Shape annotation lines
__________________________________________________

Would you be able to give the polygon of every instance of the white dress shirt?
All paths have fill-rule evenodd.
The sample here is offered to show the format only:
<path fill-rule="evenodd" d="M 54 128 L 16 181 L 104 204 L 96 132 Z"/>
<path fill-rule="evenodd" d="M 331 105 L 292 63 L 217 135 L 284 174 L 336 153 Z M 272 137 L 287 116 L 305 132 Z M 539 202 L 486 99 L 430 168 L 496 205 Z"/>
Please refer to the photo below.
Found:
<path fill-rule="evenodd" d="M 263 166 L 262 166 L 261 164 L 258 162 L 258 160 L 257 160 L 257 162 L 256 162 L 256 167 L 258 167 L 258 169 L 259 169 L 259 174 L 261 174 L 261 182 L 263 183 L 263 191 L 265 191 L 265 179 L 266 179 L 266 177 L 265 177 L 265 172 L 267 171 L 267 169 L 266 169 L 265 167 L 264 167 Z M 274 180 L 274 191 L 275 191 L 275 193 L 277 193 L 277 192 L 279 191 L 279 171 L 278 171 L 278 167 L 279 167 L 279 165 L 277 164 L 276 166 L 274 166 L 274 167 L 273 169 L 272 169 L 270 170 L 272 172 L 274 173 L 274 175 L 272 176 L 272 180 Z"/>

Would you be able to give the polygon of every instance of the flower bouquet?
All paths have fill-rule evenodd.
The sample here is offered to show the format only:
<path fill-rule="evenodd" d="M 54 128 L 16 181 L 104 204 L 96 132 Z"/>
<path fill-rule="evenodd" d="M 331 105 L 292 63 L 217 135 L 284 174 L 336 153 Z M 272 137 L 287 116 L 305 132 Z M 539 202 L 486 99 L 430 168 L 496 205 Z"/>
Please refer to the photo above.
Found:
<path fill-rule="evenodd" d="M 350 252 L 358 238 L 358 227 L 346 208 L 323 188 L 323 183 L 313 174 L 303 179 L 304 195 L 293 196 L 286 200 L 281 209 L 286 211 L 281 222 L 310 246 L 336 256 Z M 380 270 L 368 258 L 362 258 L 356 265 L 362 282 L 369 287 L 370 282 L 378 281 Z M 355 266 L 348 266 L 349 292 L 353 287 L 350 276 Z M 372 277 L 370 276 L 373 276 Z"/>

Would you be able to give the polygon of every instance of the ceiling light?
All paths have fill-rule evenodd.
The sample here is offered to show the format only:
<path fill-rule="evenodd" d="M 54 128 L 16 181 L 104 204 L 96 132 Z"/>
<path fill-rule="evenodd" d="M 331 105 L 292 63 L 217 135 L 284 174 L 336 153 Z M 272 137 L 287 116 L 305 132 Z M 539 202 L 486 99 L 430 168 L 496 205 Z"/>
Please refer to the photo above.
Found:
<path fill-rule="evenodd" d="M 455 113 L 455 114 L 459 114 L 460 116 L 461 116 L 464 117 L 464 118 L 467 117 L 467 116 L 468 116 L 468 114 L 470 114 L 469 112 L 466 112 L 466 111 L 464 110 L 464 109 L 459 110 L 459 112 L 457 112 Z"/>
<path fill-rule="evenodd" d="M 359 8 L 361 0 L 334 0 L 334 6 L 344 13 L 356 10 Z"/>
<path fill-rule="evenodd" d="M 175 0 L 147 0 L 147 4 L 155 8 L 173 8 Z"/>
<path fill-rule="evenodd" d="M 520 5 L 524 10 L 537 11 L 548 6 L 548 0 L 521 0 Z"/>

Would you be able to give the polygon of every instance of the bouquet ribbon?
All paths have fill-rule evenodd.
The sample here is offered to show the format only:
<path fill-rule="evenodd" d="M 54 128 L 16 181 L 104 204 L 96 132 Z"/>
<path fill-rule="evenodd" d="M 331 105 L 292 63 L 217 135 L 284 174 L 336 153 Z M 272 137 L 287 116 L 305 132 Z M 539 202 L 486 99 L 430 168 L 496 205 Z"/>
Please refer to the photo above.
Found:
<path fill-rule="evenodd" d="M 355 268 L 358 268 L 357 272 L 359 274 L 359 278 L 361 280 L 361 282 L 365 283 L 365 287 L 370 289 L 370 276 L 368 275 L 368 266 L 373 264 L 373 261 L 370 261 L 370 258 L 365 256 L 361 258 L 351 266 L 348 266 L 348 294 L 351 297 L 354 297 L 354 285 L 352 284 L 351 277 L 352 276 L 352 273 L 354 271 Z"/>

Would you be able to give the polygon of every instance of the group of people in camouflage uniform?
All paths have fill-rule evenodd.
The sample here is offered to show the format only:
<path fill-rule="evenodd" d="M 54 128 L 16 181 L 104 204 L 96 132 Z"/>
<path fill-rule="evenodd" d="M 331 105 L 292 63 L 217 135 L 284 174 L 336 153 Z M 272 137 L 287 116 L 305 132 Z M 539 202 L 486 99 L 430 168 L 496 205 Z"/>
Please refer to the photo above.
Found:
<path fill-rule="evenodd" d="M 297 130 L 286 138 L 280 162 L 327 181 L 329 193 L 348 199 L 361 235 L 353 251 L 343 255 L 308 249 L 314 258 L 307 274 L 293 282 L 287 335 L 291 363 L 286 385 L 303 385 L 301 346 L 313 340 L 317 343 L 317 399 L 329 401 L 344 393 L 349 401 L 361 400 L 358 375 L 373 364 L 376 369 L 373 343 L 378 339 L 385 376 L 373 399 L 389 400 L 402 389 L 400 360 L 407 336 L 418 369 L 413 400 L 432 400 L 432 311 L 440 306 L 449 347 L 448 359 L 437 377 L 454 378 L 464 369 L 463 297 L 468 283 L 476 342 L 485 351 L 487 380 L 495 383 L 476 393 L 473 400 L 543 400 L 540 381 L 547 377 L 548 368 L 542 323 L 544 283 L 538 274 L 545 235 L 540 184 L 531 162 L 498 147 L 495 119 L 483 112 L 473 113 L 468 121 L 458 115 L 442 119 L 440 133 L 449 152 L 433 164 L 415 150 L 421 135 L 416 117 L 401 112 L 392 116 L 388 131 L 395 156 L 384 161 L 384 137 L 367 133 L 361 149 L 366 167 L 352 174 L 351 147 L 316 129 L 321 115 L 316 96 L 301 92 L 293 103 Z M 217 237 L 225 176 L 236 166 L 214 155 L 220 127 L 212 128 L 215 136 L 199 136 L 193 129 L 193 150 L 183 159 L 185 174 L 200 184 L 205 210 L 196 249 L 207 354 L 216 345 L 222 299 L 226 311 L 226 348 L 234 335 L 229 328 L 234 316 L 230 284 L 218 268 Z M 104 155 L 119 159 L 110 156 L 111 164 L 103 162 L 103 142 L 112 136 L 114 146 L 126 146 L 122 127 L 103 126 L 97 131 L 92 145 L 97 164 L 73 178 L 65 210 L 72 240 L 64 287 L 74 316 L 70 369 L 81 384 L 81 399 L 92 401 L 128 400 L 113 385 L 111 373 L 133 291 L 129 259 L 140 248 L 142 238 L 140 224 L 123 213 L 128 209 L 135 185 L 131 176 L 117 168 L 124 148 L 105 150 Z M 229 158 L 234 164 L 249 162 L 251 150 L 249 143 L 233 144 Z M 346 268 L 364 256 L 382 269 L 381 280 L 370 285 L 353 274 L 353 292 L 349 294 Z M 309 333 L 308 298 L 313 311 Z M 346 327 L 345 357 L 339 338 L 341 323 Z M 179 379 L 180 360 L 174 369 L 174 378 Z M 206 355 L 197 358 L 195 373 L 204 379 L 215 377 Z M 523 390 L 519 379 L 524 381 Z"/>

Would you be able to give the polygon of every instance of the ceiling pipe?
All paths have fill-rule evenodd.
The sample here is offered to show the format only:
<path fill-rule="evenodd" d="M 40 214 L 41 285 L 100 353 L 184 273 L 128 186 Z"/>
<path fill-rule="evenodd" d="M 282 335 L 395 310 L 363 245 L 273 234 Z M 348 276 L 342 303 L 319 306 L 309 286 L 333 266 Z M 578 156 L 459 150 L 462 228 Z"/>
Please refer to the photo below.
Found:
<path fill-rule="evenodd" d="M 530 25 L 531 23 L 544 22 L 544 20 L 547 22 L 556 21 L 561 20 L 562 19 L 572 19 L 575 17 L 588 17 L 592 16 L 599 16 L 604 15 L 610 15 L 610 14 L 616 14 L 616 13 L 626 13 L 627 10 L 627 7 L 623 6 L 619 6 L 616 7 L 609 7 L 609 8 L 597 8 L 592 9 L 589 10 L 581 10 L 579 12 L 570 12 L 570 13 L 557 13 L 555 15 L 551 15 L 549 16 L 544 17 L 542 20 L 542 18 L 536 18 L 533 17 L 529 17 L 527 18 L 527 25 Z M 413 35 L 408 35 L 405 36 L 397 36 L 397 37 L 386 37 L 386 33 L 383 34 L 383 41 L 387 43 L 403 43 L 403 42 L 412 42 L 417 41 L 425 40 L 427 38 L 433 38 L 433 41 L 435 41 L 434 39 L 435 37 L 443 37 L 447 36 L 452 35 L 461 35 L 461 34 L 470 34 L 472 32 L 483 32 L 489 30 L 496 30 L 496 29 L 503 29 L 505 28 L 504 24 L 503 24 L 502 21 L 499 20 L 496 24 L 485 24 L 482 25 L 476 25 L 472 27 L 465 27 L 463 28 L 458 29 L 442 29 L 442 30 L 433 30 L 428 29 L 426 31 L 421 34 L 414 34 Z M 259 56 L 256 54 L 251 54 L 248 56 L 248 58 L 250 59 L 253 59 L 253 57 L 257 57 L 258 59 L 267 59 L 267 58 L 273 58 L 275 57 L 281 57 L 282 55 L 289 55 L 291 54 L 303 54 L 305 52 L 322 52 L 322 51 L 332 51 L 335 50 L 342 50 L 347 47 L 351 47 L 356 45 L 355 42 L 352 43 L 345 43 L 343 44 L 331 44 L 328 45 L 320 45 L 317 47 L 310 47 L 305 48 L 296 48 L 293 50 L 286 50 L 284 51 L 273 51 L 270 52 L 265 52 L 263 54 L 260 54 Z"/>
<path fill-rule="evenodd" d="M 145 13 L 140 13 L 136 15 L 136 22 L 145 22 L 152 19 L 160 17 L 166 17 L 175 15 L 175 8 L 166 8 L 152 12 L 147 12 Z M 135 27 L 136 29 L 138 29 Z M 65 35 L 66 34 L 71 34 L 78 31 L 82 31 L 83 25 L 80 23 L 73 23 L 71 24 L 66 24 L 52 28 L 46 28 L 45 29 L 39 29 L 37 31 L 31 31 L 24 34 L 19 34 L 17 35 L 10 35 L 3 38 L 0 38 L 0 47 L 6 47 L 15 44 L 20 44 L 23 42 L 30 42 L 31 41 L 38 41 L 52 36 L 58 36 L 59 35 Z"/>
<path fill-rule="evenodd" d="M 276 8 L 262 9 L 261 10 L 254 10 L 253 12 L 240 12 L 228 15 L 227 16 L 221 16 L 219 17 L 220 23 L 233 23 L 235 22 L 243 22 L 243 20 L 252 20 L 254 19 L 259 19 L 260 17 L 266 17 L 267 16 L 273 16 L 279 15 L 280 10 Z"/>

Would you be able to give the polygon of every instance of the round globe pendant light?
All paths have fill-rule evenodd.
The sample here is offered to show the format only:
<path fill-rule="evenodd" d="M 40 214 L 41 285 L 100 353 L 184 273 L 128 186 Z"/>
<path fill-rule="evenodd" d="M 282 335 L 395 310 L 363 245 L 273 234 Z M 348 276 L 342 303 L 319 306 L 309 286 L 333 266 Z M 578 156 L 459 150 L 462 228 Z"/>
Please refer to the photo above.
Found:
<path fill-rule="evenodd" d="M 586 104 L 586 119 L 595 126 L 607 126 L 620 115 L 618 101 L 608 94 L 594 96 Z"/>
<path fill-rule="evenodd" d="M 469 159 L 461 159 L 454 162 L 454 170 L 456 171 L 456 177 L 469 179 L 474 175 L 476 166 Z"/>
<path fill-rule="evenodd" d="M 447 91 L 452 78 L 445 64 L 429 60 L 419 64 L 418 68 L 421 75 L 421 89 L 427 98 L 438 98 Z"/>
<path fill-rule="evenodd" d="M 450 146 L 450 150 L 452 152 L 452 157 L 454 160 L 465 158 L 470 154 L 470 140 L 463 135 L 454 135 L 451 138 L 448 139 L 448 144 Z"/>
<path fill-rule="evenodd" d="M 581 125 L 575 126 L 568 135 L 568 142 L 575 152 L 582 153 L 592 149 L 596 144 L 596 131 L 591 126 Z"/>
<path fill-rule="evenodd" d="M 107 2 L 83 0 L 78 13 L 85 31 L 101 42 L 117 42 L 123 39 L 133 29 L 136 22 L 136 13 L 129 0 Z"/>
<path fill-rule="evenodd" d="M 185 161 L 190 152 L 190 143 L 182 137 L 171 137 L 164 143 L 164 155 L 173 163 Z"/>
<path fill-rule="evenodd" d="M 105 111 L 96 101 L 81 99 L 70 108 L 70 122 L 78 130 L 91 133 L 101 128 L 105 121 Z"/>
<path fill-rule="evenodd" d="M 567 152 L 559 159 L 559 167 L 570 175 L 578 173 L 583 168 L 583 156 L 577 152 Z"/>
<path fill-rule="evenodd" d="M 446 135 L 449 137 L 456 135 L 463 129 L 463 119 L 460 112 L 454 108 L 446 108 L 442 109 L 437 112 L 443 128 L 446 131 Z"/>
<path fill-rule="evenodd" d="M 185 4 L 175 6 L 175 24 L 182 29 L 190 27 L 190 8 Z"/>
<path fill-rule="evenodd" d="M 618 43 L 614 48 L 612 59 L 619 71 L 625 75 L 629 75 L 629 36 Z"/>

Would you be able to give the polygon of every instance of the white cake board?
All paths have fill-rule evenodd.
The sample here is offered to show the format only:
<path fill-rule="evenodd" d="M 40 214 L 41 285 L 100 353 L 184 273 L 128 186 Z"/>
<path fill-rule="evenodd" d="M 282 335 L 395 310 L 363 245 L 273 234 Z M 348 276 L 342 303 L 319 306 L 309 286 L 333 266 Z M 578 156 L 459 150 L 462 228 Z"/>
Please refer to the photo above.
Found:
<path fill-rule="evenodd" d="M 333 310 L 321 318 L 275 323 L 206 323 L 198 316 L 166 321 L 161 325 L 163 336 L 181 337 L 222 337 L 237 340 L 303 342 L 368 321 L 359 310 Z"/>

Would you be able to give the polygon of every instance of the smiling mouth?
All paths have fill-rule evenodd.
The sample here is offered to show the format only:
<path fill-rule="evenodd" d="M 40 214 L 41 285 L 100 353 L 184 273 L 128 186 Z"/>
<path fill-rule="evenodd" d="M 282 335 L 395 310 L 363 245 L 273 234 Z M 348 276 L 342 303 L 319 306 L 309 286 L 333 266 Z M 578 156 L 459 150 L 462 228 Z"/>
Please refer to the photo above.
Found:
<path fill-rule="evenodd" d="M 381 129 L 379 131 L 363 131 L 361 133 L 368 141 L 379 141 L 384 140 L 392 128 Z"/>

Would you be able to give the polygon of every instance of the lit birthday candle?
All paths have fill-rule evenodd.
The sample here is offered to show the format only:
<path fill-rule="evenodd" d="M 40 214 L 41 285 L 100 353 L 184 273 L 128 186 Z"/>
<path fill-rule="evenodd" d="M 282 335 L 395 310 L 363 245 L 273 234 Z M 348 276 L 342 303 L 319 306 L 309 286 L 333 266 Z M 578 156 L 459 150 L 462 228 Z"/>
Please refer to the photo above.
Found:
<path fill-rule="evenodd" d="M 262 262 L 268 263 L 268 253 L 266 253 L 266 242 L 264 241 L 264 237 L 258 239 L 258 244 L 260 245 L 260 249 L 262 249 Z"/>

__________________________________________________

- _Exercise directions_
Rewrite only the lines from the one containing "the bouquet ribbon?" through the one containing "355 268 L 358", using "outline" in place of "polygon" and changing nothing else.

- _Final answer_
Would you be able to give the outline of every instance of the bouquet ribbon?
All paths have fill-rule evenodd.
The sample here is offered to show the format only:
<path fill-rule="evenodd" d="M 54 128 L 16 181 L 104 204 L 96 132 Z"/>
<path fill-rule="evenodd" d="M 331 105 L 292 63 L 217 135 L 284 174 L 336 153 Z M 272 137 L 287 116 L 305 132 Z M 539 202 L 486 99 L 430 168 L 496 205 Z"/>
Please refer to the photo above.
Found:
<path fill-rule="evenodd" d="M 355 268 L 358 268 L 357 272 L 359 274 L 359 278 L 361 280 L 361 282 L 365 283 L 365 287 L 370 289 L 370 276 L 368 275 L 368 266 L 373 264 L 373 261 L 370 261 L 370 258 L 365 256 L 361 258 L 351 266 L 348 266 L 348 294 L 351 297 L 354 297 L 354 285 L 352 284 L 351 277 L 352 276 L 352 273 L 354 271 Z"/>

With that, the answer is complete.